#### Objective:
Copy out all of the items below word for word, with the pictures left out.

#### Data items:
● ● ● ● ● ● ●

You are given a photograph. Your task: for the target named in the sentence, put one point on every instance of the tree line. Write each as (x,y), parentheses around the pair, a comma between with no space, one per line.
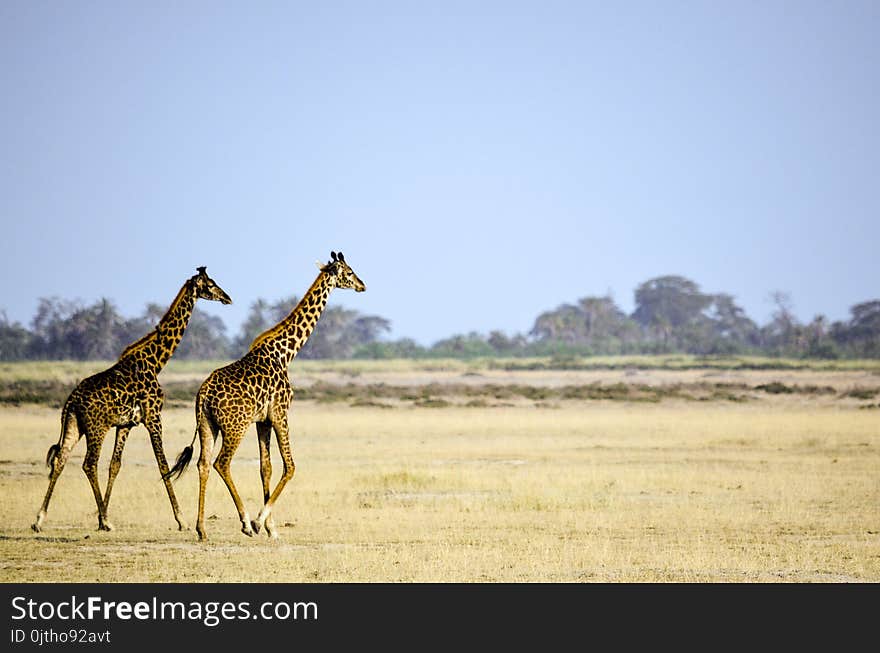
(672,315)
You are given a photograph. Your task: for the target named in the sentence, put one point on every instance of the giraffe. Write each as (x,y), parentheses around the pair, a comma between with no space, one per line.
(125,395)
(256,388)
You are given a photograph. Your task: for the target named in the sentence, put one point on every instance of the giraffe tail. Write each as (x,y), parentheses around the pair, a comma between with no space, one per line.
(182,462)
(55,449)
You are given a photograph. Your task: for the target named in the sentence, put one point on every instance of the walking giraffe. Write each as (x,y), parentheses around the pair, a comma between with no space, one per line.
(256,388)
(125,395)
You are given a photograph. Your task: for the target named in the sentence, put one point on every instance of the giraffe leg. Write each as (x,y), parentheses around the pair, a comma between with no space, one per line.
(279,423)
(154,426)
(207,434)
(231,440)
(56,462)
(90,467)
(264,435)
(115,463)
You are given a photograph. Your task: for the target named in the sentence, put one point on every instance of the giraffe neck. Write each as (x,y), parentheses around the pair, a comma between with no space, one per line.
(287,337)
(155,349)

● ● ● ● ● ● ●

#### Solution to this exercise:
You are given a photograph. Your task: for the target named in the sentence, put one point on every instance of the tree line. Write each as (x,y), parentheses around the pair, a comma between with no space, one per line.
(672,315)
You are given a photograph. Your task: for the target named in the sentence, put one point on every instance of the giraffe. Write each as (x,y), parentheses around the pair, a comma between with no space, one per line.
(125,395)
(256,388)
You are given a photograph. Your task: for the target named in the sentence, put one point on every instance of the giraffe tail. Write each as (x,y), parentheses around the pair, a comma between with no space, one per line.
(182,462)
(55,449)
You are given a photograph. Your task: for the target named in the sentence, put one point on every instance of the walking giraffe. Write each as (x,y), parentheses around the pair, a comma between with no space, one per line.
(256,388)
(125,395)
You are given a photograph. Your task: for the target named in the sentence, put one point on every instance of the giraffe leg. Write each as (x,y), parentheses around the pair, a comma between with no space, one per line.
(279,423)
(154,426)
(207,434)
(231,440)
(56,462)
(90,467)
(264,435)
(115,463)
You are given a photograph. Your task: for the target named in the sentence, put one point on every instance of the giraffe neck. Write each as (x,y), parentheses around the pair, a comma between with no space, one per line.
(287,337)
(155,349)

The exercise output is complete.